▸ WRITTEN INSTRUCTION 1:
From the records below, reproduce word for word the lines running from the one holding "Game engine object recognition — detect book with blue" through the one holding "571, 518, 750, 579", with both of those lines included.

= Detachment (territory) =

Formal loss of sovereignty over territory

Detachment (Old French de, from, and [at]tach, joining with a stake) under international law is the formal, permanent separation of and loss of sovereignty over some territory to another geopolitical entity (either adjacent or noncontiguous). Detachment can be considered the opposite or reverse of annexation.

A prominent example of detachment is the official and formal relinquishment of Alsace and Lorraine by Germany, following World War I. More often, however, detachment is a result of the creation of a new, sub-national geographical entity within one country. When detachment occurs within a country, the new entity is usually administered subsequently by a supervening entity, such as a national/federal government. For example, after the United States became independent in 1776, it was considered desirable, for various reasons, for the federal capital to be situated beyond the boundaries and jurisdiction of the constituent States. Consequently, in 1790, the States of Maryland and Virginia agreed to permanently detach adjoining areas on their border, to become the District of Columbia (DC), including the site of the future city of Washington DC. The formal removal of a smaller area from a city, town, or incorporated, non-urban district is also considered to be a form of detachment. For example, while the city of Alexandria, Virginia and the neighboring Alexandria County were detached from Virginia, to become a founding parts of the District of Columbia, the residents of Alexandria and Alexandria County (later Arlington County) began to campaign for the area's "retrocession" (or reattachment) to Virginia. This occurred in 1847.

▸ WRITTEN INSTRUCTION 2:
Answer these questions about the passage on detachment:
(a) Which territories did Germany formally relinquish after World War I?
(b) In what year did Maryland and Virginia agree to detach areas to form the District of Columbia?
(c) In what year did the retrocession of Alexandria to Virginia occur?

▸ EXERCISE INPUT:

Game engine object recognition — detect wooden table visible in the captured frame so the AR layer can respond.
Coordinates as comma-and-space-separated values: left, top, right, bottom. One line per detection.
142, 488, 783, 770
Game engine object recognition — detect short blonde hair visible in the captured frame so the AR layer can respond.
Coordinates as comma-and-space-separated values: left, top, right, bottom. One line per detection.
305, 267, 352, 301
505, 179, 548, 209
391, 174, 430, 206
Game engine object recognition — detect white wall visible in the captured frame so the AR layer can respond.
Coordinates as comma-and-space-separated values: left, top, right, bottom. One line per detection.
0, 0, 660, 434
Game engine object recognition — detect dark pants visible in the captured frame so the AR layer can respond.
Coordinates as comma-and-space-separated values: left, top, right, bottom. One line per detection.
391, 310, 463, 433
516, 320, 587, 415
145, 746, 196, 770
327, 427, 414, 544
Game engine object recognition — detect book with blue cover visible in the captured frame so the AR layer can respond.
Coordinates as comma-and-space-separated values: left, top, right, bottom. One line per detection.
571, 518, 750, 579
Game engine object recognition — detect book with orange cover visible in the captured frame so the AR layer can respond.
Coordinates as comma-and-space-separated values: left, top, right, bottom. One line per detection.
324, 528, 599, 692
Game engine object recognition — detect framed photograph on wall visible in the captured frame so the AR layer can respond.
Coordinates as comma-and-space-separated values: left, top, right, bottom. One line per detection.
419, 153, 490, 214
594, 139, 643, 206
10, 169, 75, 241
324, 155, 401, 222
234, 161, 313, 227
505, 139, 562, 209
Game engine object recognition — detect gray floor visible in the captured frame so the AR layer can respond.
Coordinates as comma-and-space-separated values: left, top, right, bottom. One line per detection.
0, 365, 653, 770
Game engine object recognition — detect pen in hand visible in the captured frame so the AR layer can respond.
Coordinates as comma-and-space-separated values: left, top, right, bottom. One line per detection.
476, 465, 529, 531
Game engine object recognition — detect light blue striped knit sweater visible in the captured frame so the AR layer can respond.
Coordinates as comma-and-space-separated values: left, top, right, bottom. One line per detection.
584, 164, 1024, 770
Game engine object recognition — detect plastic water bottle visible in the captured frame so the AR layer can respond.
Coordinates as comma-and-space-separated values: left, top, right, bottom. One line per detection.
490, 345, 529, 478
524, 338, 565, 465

▸ CORRECT ANSWER 1:
Game engine object recognition — detect book with blue cover visible in the captured frame so the AR layer can respond.
Coordinates as comma-and-space-separated values: left, top, right, bottom. One line per detection.
571, 518, 750, 579

▸ CORRECT ANSWER 2:
(a) Alsace and Lorraine
(b) 1790
(c) 1847